WRITTEN TASK
Scale everything from the first line down to the line containing "x=525 y=489", both ends included. Write those lines out again in full, requests and all, multiplying each point coordinate in the answers by 1.25, rounding to whole numbers with halves rounded up, leaving the requests unchanged, and giving only these lines.
--- begin ---
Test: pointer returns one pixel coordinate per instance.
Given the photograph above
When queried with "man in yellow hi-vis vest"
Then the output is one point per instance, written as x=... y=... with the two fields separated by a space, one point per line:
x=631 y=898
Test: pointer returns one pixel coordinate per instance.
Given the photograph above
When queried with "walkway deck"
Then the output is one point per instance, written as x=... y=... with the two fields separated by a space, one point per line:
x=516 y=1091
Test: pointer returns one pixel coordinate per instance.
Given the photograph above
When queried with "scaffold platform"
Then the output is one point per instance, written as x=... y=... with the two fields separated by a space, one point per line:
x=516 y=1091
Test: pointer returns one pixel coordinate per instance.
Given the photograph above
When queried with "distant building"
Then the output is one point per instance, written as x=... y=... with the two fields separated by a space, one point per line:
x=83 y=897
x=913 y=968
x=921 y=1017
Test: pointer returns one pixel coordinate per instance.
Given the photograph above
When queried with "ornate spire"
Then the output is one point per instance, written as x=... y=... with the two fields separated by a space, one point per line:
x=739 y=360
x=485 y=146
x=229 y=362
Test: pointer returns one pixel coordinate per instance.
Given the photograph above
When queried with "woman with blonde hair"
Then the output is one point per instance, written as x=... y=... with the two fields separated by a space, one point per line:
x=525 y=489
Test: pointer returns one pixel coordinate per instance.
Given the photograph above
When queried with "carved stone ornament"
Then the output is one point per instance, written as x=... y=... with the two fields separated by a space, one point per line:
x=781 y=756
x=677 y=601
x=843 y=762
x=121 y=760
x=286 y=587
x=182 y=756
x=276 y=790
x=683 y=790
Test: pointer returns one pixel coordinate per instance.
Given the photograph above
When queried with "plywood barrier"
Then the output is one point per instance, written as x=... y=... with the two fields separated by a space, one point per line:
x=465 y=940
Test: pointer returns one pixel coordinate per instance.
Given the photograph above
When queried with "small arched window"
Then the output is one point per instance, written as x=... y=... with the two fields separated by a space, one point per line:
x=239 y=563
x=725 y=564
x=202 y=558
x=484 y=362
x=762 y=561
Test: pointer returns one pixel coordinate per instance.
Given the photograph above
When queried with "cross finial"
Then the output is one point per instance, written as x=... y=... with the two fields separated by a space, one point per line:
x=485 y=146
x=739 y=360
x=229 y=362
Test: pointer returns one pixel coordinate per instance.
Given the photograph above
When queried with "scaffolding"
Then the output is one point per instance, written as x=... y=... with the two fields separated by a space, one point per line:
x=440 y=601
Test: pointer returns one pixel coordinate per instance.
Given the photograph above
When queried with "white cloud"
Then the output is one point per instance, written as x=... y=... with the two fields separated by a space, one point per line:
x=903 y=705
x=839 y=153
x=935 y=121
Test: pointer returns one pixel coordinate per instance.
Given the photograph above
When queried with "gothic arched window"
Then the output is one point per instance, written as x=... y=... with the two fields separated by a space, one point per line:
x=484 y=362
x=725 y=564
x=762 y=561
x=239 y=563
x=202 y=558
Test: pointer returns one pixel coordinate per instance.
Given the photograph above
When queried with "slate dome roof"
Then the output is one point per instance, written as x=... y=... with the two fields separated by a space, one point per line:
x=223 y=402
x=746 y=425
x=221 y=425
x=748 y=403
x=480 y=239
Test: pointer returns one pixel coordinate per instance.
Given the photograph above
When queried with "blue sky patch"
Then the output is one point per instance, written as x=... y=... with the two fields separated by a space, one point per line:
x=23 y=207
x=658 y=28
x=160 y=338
--- end ---
ANSWER FOR THE TASK
Test: pointer returns one pixel coordinate per instance.
Given the photograph above
When queried with "man in yellow hi-vis vest"
Then the output is one point per instance, written as x=... y=... with the two fields separated by a space, one point per line:
x=789 y=1123
Test: pointer returns one pixel coordinate per instance.
Given the photograph above
When queried with "walkway deck"
Then the output is one point per instance, written as x=... y=... with the two fields separated by a space, one point per line:
x=645 y=1364
Test: pointer returns one pixel coordinate per instance.
Given the photograph above
When queried with "scaffold platform"
Then the output is one point per instance, written as x=... y=... with the two fields separated by a space, one point per line:
x=645 y=1364
Test: pointer returns one pixel coordinate per instance.
Given the photograph above
When queried with "distant building"
Then the output is one point per instance, written as x=... y=... with the two fields separated by a space, one point per line:
x=104 y=1121
x=1141 y=1210
x=1151 y=1271
Test: pointer returns one pixel coordinate per instance.
Given the photograph above
When queried with "ornate spire"
Then the output is one point per instance, written as x=... y=... with the two fields separated by a space, one point per line:
x=924 y=450
x=606 y=183
x=286 y=453
Test: pointer returns one pixel coordinate per instance.
Given the photograph above
When queried with "woman with blonde hair"
Then the output is one point per instance, written as x=... y=... with the two fields separated by a space, one point per line:
x=656 y=611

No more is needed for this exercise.